Job: Format the stretch of entries from the line containing "Return one point per instance of the modern" through the line containing "x=289, y=175" as a Markdown table with the columns "No." and "Line", giving each line a row number and omitting blank lines.
:::
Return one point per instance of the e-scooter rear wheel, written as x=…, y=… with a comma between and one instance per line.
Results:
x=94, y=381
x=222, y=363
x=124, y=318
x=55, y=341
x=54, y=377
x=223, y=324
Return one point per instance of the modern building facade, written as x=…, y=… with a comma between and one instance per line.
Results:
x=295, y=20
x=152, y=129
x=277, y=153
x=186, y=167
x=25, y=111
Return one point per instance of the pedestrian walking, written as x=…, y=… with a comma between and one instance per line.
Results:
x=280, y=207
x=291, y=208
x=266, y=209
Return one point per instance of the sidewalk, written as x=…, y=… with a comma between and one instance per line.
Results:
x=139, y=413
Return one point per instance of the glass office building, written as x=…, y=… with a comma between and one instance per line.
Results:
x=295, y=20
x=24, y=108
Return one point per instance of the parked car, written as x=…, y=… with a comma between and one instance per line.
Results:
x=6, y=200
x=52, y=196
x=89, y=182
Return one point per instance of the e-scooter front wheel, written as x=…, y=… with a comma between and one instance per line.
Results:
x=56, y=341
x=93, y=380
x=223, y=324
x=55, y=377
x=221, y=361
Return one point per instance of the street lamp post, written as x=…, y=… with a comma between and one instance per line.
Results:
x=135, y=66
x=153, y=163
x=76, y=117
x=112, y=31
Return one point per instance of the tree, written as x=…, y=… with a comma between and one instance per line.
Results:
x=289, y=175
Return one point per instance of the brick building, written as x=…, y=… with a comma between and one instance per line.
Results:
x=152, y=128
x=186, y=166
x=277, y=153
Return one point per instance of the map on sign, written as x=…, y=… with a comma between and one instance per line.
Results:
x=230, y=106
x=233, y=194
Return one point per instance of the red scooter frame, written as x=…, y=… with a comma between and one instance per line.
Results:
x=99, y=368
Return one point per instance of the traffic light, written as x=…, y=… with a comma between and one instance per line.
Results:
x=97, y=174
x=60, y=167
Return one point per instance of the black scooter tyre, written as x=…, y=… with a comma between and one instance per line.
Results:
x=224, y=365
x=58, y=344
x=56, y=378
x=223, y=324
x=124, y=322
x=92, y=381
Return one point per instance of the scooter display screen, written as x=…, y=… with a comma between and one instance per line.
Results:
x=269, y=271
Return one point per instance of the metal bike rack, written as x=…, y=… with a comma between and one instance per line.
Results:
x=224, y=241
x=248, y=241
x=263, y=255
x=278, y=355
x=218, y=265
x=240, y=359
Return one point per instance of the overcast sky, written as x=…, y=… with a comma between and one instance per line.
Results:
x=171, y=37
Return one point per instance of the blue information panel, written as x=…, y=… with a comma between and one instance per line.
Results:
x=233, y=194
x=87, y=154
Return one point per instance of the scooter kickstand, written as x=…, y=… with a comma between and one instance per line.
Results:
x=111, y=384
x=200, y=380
:::
Output:
| No. | Line |
|---|---|
| 1 | Return one point per instance of the modern building facade, written as x=…, y=… with a comma between and one instance per line. |
| 2 | Results: |
| 3 | x=295, y=20 |
| 4 | x=152, y=129 |
| 5 | x=277, y=153 |
| 6 | x=186, y=167 |
| 7 | x=25, y=111 |
| 8 | Return one point per instance of the pedestrian walking, written as x=…, y=… with a comma between and one instance per line. |
| 9 | Results: |
| 10 | x=280, y=207 |
| 11 | x=291, y=208 |
| 12 | x=266, y=209 |
| 13 | Return one point per instance of the sidewalk, written as x=…, y=… with a comma between and one instance per line. |
| 14 | Results: |
| 15 | x=139, y=413 |
| 16 | Return one point per instance of the glass office building, written as x=…, y=… with a comma between and one instance per line. |
| 17 | Results: |
| 18 | x=295, y=20 |
| 19 | x=24, y=108 |
| 20 | Return one point per instance of the parked car, written as x=…, y=… with a comma between and one instance per line. |
| 21 | Results: |
| 22 | x=6, y=200 |
| 23 | x=52, y=196 |
| 24 | x=89, y=182 |
| 25 | Return one point per instance of the e-scooter front wheel, written as x=…, y=… with a comma between and one instance per line. |
| 26 | Results: |
| 27 | x=56, y=341 |
| 28 | x=93, y=380 |
| 29 | x=223, y=324 |
| 30 | x=55, y=377 |
| 31 | x=221, y=361 |
| 32 | Return one point per instance of the street lamp post, written as x=…, y=… with a comma between and one instance per line. |
| 33 | Results: |
| 34 | x=135, y=66 |
| 35 | x=153, y=163 |
| 36 | x=76, y=117 |
| 37 | x=112, y=31 |
| 38 | Return one point per instance of the tree, written as x=…, y=… with a comma between and one instance per line. |
| 39 | Results: |
| 40 | x=289, y=175 |